----- Records supplied -----

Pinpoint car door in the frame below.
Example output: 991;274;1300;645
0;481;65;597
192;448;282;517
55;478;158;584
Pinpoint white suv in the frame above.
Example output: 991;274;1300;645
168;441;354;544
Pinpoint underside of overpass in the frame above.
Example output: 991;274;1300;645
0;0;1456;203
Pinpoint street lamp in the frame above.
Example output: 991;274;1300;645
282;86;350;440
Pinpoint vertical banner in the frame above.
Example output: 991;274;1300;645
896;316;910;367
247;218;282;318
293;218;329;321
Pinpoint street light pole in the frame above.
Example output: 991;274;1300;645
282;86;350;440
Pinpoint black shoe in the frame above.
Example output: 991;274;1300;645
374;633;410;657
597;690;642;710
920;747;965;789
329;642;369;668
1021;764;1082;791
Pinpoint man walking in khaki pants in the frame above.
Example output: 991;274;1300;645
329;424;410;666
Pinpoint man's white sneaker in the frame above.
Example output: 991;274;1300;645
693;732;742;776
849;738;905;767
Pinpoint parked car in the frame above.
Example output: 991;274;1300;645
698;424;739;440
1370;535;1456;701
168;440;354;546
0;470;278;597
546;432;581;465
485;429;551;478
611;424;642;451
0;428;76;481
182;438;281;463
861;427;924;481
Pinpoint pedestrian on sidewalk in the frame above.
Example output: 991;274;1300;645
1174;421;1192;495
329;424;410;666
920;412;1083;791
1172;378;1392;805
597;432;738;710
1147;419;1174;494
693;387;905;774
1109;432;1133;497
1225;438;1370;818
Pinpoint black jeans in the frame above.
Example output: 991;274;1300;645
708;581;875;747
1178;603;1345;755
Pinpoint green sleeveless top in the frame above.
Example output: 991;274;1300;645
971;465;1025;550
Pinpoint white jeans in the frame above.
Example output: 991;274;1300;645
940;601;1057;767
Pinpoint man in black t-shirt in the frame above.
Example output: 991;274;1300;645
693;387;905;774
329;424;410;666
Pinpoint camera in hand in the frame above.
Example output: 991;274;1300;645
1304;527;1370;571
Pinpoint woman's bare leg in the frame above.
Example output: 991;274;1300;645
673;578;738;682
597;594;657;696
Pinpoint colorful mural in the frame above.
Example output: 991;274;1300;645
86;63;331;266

-----

Reproduce the records word for word.

Solution to this problem:
Pinpoint car door in the frame below.
Example output: 991;274;1300;645
0;481;65;597
192;448;282;517
55;478;158;584
Pinpoint white suv in the frame above.
Example output: 991;274;1300;645
168;441;354;544
Pinpoint underside of overpass in the frame above.
Example output: 991;274;1300;645
0;0;1456;203
Pinpoint street lamp in the frame above.
Example output: 991;274;1300;645
282;86;350;440
Pinpoint vertical banner in the frame above.
Example output: 991;274;1300;645
896;316;910;367
247;218;282;318
293;218;329;321
Pinpoint street light pole in the frame above.
Example output: 991;274;1300;645
282;86;350;440
Pinpoint black shoe in the frame above.
Example output: 991;274;1300;645
374;633;410;657
597;690;642;710
920;747;965;789
329;642;369;668
1021;764;1082;791
Pinpoint man walking in khaki pants in the frame above.
Example output: 991;274;1300;645
329;424;410;666
Pinpoint man's white sneaker in the frame above.
Example output: 991;274;1300;645
693;732;742;776
849;738;905;767
Pinpoint parked car in the frame above.
Example output: 991;274;1300;645
698;424;739;440
1370;535;1456;701
168;440;354;546
0;470;278;597
546;432;581;465
485;429;551;478
611;424;642;451
0;428;76;481
182;438;281;463
861;427;924;481
Pinpoint pedestrian on sidewalk in the frame above.
Example output: 991;274;1300;645
1174;421;1192;495
329;424;410;666
920;412;1083;791
1172;378;1392;805
597;432;738;710
1147;419;1174;494
693;387;905;774
1109;432;1133;497
1225;438;1370;818
Pinpoint black jeans in the frame above.
Example output: 991;274;1300;645
708;581;875;747
1178;603;1345;755
Pinpoint green sleeveless top in the frame above.
Example output: 991;274;1300;645
971;465;1025;550
Pinpoint white jeans in the frame above.
Example output: 991;274;1300;645
940;601;1057;767
Pinpoint man in black t-shirt in the frame above.
Example output: 991;274;1300;645
693;387;905;774
329;424;410;666
Pinpoint camera in hand in the frame above.
Example output: 991;274;1300;645
1304;527;1370;571
Pinpoint woman's bare leg in the frame above.
Example output: 991;274;1300;645
673;578;738;682
597;594;657;696
Pinpoint colorful mural in the frame above.
Example output: 991;274;1300;645
86;63;331;266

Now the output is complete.